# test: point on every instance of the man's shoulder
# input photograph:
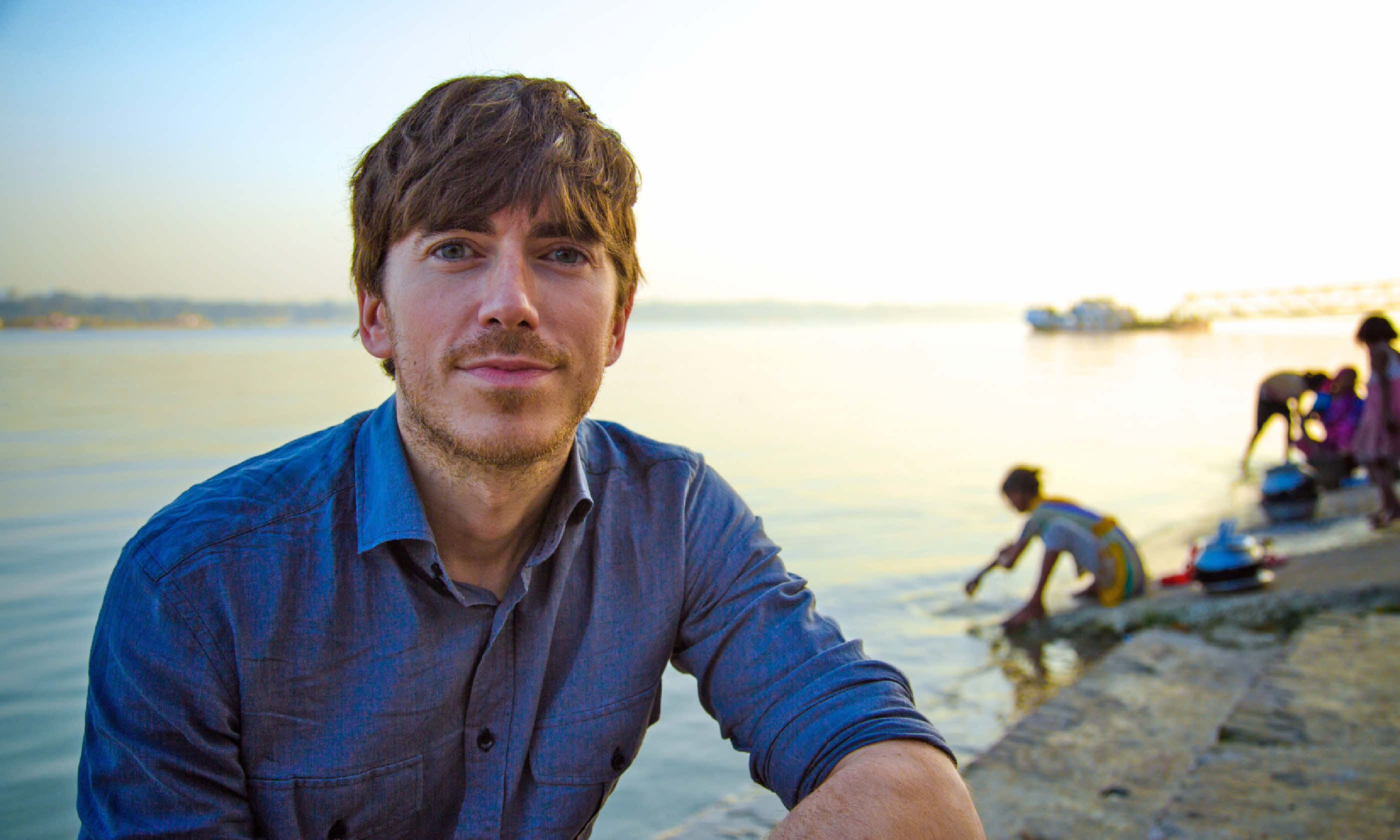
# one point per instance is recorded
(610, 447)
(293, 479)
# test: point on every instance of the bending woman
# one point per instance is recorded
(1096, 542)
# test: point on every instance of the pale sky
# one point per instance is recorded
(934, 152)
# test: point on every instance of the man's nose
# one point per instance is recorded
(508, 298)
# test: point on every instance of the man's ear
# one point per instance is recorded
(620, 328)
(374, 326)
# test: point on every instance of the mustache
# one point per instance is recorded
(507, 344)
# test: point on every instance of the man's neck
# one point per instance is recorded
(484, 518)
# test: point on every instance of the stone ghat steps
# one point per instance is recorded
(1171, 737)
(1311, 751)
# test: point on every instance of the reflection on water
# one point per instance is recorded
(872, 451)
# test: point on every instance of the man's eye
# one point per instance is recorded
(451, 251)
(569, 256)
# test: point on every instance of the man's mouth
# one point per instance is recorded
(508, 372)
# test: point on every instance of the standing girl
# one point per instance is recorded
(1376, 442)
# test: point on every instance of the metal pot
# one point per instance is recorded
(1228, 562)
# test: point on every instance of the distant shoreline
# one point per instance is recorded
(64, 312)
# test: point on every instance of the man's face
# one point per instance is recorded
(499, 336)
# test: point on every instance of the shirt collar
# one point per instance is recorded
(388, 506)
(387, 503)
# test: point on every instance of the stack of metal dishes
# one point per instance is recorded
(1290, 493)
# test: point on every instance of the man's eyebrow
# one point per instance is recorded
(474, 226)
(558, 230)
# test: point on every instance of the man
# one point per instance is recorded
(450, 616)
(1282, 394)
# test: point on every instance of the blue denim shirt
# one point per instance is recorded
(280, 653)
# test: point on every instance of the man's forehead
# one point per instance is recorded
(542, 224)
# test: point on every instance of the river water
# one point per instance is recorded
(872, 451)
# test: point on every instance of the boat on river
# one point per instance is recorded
::::::
SHORT EXERCISE:
Put the lines of the material into a numbered list, starting at the line that contains "# test: point on every instance of the boat" and ending at the final line, both included. Leave out any blank lines.

EXPECTED ANSWER:
1. # test: point on every instance of the boat on river
2. # one point per instance is recorded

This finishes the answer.